Brief: Render everything from the line containing "Target: brown hair pulled back" down to the end of the records below as a JSON list of strings, one string per line, with blank lines left out.

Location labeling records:

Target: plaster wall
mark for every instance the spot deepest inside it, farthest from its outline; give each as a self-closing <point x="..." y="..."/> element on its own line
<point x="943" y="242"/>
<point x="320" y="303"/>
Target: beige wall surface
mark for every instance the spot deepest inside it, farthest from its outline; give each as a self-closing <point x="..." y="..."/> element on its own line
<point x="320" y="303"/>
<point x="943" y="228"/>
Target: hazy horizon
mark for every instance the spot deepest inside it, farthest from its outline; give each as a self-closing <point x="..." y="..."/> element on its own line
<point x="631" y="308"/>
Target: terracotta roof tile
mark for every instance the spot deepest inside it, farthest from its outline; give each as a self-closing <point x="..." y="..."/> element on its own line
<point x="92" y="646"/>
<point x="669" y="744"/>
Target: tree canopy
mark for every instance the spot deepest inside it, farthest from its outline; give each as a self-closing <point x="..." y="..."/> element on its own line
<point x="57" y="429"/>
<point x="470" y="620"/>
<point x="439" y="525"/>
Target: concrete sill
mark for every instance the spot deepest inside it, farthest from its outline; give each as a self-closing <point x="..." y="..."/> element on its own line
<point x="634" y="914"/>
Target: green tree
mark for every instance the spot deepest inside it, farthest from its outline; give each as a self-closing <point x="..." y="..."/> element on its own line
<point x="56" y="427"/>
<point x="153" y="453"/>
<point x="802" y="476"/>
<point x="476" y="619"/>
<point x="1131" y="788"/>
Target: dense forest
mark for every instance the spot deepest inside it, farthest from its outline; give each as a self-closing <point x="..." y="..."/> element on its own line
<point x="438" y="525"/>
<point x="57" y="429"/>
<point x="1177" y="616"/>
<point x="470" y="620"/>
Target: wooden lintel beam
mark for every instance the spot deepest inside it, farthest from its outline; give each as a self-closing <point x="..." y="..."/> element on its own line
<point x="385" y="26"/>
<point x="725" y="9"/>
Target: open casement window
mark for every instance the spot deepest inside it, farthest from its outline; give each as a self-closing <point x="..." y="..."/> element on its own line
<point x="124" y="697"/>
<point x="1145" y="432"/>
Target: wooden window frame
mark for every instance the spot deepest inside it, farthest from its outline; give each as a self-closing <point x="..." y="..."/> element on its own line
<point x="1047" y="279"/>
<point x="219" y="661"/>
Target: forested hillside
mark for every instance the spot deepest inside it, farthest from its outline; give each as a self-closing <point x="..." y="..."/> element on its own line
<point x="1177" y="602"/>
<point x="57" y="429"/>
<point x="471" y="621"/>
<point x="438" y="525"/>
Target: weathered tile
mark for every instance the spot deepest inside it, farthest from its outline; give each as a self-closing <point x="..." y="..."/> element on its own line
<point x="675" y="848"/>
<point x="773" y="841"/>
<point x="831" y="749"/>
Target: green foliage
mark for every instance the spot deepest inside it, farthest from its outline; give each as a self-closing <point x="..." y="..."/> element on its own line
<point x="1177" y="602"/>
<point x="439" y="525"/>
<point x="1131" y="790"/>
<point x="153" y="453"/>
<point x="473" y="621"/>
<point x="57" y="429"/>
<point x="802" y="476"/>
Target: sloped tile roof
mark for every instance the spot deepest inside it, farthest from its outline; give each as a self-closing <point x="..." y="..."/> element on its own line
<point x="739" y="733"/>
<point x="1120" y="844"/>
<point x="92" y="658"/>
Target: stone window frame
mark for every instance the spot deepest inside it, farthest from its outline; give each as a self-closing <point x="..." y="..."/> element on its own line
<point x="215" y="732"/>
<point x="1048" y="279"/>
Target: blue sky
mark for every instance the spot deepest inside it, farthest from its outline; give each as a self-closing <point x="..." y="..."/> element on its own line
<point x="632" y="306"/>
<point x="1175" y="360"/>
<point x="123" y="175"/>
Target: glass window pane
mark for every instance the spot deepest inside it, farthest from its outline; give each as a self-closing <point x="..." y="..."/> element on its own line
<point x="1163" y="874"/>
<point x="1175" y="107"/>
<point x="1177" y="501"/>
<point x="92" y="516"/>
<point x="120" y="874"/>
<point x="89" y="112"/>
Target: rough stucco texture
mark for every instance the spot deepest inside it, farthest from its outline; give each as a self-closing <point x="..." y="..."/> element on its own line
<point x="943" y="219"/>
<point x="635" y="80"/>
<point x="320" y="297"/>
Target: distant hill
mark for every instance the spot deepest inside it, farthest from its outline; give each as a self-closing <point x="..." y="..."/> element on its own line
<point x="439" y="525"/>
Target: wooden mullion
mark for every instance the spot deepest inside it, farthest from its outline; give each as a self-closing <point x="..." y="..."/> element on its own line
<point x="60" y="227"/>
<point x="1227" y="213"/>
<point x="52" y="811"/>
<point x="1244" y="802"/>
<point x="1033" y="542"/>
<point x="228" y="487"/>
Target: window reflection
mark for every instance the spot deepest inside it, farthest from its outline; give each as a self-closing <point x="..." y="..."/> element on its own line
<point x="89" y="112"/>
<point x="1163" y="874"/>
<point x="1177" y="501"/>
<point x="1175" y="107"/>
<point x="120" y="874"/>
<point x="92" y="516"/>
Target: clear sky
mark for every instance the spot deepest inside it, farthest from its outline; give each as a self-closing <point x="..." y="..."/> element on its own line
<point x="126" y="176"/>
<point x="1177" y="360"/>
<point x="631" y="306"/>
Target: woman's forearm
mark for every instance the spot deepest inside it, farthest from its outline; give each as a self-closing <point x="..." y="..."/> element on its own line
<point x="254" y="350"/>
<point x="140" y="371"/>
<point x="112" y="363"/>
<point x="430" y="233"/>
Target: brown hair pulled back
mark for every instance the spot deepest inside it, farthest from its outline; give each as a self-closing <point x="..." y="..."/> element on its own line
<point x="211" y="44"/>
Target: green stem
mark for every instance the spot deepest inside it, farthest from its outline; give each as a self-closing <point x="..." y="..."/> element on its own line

Expected answer:
[
  "Target: brown hair pulled back",
  "mark for every instance the spot deepest inside it, farthest from its outline; give each as a self-closing <point x=\"...\" y=\"...\"/> element on its own line",
  "<point x=\"211\" y=\"44\"/>",
  "Target: green stem",
  "mark for every instance the spot deepest inside it, farthest from its outline; give each as a self-closing <point x=\"...\" y=\"...\"/> element on its own line"
]